* **TEXTE EXTRAIT**
%%
Le projet Megapolis révèle les désillusions autour du chasseur russe Su-57 Felon.

Megapolis, le nom fait penser à un personnage de la série Transformers. Pourtant c’est en Russie quelque chose de très sérieux : la modernisation du chasseur de 5e génération Sukhoi Su-57. Les révélations faites par le complexe militaro-industriel Rostec sont riches d’enseignements quand aux tâtonnements de l’industrie aéronautique russe en matière d’avion furtif. Et les forces aériennes russes risquent malheureusement d’être dans cette histoire le dindon de la farce.

Depuis plusieurs mois déjà des rumeurs existaient sur un programme de remise à jour du Sukhoi Su-57 Felon, alors même que celui-ci n’est pas encore opérationnel dans son pays d’origine : la Russie. Une manière implicite pour Moscou autant que pour l’avionneur de reconnaître leurs erreurs sur cet avion qui n’est donc pas le super chasseur que certains pensaient. Et les désillusions vont être nombreuses pour celles et ceux qui fondaient de grands espoirs dans ce chasseur.

En premier lieu, et alors qu’il y a deux mois le constructeur Sukhoi annonçait le contraire, le projet Megapolis confirme que le Su-57 ne sera qu’un monoplace ! L’industriel renonce donc à redessiner son avion afin d’en faire un biplace. À l’origine cette option avait été présentée afin de satisfaire une potentielle clientèle internationale. En fait c’était sans doute plus pour les besoins russes qu’étrangers que ce chantier était annoncé.
Rostec reconnait qu’un Su-57 biplace aurait permis de le faire voler de conserve avec un drone de combat S-70 Okhotnik, et même à dessein avec un essaim de ces aéronefs sans pilote. Cette option ne serait plus dans les cartons du ministère russe de la défense, en tous cas plus autour d’un binôme Su-57/S-70.

Sur le marché international le projet Megapolis indique bien des touches avec des clients étrangers mais rien de sérieux. Certains pays fortement intéressés par le Sukhoi Su-57 Felon, comme l’Algérie ou l’Égypte, n’auraient pas été considérés comme ayant les reins assez solides pour l’acquérir. Malgré tout le Su-57 demeure la Rolls Royce des avions de combat made-in Russia avec de ce fait un coût supérieur aux autres avions.
Pour autant il n’est pas impossible que le futur Su-57E bénéficie des avancées technologiques liées à Megapolis.
%%
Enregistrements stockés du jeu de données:
%%
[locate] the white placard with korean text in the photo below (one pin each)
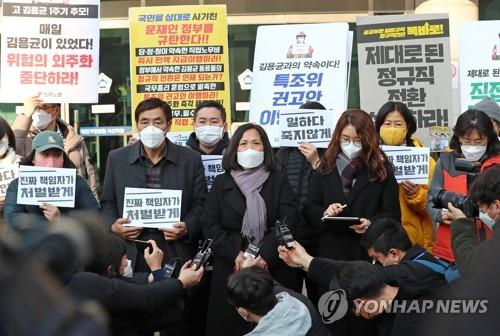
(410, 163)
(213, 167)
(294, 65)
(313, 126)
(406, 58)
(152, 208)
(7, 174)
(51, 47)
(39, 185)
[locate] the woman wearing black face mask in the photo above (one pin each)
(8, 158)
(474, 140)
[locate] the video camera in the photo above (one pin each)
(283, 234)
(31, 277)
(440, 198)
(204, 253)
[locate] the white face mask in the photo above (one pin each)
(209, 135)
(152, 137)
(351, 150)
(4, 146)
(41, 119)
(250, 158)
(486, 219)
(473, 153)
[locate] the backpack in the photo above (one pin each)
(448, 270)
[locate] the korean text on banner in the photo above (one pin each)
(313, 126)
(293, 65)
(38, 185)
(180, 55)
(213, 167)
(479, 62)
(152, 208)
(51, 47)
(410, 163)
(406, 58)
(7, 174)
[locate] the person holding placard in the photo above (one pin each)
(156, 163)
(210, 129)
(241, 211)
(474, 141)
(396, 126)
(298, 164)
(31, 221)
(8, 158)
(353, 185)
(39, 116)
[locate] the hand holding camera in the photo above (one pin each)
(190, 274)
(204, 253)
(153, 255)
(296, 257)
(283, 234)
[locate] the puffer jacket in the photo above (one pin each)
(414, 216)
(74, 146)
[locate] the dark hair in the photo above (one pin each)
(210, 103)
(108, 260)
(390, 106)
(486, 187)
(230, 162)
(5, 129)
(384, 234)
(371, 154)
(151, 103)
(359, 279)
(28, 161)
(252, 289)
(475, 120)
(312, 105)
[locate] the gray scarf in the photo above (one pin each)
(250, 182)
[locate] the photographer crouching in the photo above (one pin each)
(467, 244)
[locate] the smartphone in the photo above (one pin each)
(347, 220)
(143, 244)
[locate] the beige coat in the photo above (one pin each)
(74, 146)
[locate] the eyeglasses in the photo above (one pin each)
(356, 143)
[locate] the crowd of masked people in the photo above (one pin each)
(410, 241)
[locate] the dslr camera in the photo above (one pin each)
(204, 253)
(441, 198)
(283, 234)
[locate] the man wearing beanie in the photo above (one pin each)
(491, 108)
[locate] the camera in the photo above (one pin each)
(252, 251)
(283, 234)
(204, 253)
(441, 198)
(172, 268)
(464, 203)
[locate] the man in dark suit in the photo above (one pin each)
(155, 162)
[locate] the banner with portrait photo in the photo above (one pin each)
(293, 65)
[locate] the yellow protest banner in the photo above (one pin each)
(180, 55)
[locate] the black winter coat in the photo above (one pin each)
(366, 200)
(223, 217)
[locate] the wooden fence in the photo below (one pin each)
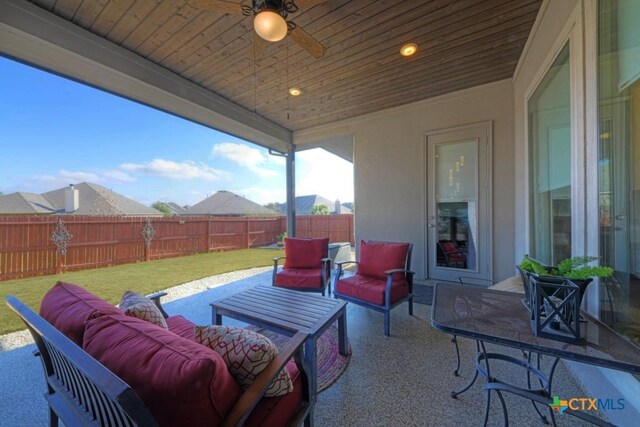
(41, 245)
%%
%%
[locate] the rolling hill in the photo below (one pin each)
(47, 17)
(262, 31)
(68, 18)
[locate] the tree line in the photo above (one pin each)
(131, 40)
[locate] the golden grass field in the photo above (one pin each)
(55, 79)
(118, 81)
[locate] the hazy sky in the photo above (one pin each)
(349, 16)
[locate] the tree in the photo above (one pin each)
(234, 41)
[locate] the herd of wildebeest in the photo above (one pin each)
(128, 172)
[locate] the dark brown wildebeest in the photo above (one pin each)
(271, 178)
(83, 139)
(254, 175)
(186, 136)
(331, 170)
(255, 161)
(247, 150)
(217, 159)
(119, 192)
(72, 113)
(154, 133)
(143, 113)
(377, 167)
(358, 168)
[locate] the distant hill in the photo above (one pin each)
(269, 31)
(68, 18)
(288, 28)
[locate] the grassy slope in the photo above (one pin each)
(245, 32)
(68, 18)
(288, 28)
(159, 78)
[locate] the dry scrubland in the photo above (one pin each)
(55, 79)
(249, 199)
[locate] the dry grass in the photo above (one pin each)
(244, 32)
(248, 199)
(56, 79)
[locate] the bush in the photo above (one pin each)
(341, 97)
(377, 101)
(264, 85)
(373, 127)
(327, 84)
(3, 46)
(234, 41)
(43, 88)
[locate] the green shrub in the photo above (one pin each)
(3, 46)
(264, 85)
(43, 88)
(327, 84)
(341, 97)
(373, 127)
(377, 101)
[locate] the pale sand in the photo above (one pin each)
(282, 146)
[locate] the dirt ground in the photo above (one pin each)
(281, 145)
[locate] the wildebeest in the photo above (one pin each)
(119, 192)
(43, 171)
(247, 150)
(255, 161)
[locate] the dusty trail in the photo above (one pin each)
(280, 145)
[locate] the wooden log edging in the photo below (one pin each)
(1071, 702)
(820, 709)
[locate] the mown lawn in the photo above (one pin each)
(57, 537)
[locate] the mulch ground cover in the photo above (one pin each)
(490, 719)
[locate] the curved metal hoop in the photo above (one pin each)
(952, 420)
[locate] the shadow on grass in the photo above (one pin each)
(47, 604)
%%
%%
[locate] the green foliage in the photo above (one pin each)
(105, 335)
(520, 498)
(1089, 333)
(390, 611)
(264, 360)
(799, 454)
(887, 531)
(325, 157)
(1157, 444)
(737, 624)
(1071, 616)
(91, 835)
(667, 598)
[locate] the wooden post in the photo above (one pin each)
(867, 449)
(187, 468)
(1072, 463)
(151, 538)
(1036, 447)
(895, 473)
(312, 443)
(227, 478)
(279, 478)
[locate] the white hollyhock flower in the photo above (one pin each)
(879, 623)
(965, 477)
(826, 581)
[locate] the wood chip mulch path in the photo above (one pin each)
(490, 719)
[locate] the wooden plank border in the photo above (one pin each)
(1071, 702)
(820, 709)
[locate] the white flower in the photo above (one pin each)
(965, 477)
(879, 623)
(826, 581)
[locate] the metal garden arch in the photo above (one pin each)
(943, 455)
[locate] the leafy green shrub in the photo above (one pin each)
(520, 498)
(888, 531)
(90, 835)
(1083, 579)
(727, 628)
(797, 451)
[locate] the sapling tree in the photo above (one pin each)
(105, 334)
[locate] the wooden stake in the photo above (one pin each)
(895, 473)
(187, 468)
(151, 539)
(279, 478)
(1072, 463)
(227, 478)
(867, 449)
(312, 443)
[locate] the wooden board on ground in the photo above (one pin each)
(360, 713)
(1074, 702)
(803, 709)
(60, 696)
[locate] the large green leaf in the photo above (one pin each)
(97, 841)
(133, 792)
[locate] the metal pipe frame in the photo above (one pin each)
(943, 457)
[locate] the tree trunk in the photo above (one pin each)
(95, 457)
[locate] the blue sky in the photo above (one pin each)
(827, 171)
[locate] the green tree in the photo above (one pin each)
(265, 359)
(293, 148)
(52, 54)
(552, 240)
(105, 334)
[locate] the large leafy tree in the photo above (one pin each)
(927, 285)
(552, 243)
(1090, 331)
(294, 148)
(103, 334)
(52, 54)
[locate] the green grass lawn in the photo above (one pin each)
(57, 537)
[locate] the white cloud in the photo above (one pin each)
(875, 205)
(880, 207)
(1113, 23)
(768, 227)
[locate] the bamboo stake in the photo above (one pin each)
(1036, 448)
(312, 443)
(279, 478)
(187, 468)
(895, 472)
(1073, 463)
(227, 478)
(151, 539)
%%
* **OBJECTIF ÉNONCÉ 1**
Citez mot pour mot le passage du texte sur le Su-57 qui va de « Depuis plusieurs mois » à « dans ce chasseur. ».
* **OBJECTIF ÉNONCÉ 2**
D'après le texte sur le Su-57, les affirmations suivantes sont-elles exactes ? Répondez par oui ou par non, en citant chaque fois les mots du texte qui tranchent. (a) Le Su-57 sera finalement un biplace. (b) Le Su-57 est déjà opérationnel en Russie. (c) Le Su-57 coûte plus cher que les autres avions de combat russes.
Ces enregistrements proviennent d'une source différente.

* **RÉPONSE COMPLÈTE 1**
Depuis plusieurs mois déjà des rumeurs existaient sur un programme de remise à jour du Sukhoi Su-57 Felon, alors même que celui-ci n’est pas encore opérationnel dans son pays d’origine : la Russie. Une manière implicite pour Moscou autant que pour l’avionneur de reconnaître leurs erreurs sur cet avion qui n’est donc pas le super chasseur que certains pensaient. Et les désillusions vont être nombreuses pour celles et ceux qui fondaient de grands espoirs dans ce chasseur.

* **RÉPONSE COMPLÈTE 2**
(a) Non : « le projet Megapolis confirme que le Su-57 ne sera qu’un monoplace ! »
(b) Non : « celui-ci n’est pas encore opérationnel dans son pays d’origine : la Russie »
(c) Oui : « le Su-57 demeure la Rolls Royce des avions de combat made-in Russia avec de ce fait un coût supérieur aux autres avions »